_READING TEXT_
---

Hive (Madders of Time)
by D.L. Orton
Genre: Science Fiction / Time Travel
ISBN: 9781941368329
Print Length: 350 pages
Publisher: Rocky Mountain Press
Reviewed by Andrea Marks-Joseph
D.L. Orton goes all in on science in this sci-fi adventure replete with multiverse problem-solving thrills.
Hive is a story that plays with time and dives deep into our human capacity for both good and evil. The novel asks: How far can ambitious determination take you? If the fate of the world depends on it, could you find the love of your life and have her fall in love with you a second, third, fourth time? How far ahead should we be preparing for a potential “end of the world as we know it” situation, and how long will those resources last? And how far would you go to stop a billionaire tech CEO from selling a weaponized version of technology that you designed (with good, moral, pure intentions) to villainous regimes?
Set in the “not-too-distant future,” Hive follows Isabel and Diego, who are racing against time to find their way back to each other, save the world from Isabel’s boss (and ex-husband) Dave, a tech CEO high on his own supply and marketing his company’s tech to hostile governments for nefarious use.

---

_PROVIDED MATERIAL_
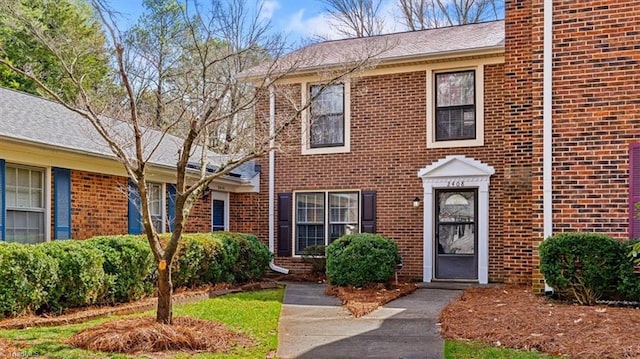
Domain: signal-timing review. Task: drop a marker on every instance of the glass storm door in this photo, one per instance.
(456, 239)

---

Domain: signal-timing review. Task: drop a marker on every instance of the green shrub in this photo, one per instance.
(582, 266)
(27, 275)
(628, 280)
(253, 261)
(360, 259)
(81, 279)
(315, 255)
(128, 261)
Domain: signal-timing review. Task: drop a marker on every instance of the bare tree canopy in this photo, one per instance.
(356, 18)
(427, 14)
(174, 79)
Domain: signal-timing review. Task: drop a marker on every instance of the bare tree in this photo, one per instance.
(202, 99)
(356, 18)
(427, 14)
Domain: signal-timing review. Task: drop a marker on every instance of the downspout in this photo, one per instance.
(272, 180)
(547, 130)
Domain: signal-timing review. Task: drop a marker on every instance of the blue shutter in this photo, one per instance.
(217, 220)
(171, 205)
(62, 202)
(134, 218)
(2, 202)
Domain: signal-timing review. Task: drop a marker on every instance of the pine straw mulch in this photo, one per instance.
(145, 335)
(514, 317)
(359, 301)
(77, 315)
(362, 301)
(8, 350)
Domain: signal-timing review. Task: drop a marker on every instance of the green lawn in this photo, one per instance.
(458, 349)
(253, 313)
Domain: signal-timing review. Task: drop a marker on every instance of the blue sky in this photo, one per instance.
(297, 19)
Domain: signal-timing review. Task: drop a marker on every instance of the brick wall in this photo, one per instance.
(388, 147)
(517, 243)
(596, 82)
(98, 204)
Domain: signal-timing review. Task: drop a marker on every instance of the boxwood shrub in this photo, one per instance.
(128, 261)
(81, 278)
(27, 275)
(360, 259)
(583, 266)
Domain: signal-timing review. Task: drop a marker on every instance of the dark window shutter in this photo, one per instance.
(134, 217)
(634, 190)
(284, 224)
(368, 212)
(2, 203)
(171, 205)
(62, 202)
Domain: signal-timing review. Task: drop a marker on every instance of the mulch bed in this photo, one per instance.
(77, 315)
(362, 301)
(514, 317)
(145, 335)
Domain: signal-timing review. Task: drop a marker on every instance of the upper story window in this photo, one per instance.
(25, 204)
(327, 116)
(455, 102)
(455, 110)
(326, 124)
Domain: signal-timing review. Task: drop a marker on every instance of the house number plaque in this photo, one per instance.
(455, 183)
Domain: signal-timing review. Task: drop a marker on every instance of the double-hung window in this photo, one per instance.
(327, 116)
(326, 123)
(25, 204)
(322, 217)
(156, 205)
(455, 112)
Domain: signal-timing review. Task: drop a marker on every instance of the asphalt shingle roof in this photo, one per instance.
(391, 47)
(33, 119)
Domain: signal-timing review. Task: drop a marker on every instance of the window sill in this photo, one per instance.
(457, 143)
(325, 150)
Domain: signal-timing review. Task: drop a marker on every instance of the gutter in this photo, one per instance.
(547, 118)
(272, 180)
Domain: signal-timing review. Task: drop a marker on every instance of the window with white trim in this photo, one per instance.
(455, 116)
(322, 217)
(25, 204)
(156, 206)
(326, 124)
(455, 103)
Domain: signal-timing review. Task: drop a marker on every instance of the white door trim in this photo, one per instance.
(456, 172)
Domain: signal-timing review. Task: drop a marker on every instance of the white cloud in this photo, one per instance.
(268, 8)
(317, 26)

---

_TASKS TO CARRY OUT_
A. According to the book review, who is the publisher of Hive?
B. Copy the book review from "Hive (Madders of" up to and including "multiverse problem-solving thrills.", swapping "adventure" for "thriller".
The rows play no part in the work that follows.

_RESPONSES IN ORDER_
A. Rocky Mountain Press

B.
Hive (Madders of Time)
by D.L. Orton
Genre: Science Fiction / Time Travel
ISBN: 9781941368329
Print Length: 350 pages
Publisher: Rocky Mountain Press
Reviewed by Andrea Marks-Joseph
D.L. Orton goes all in on science in this sci-fi thriller replete with multiverse problem-solving thrills.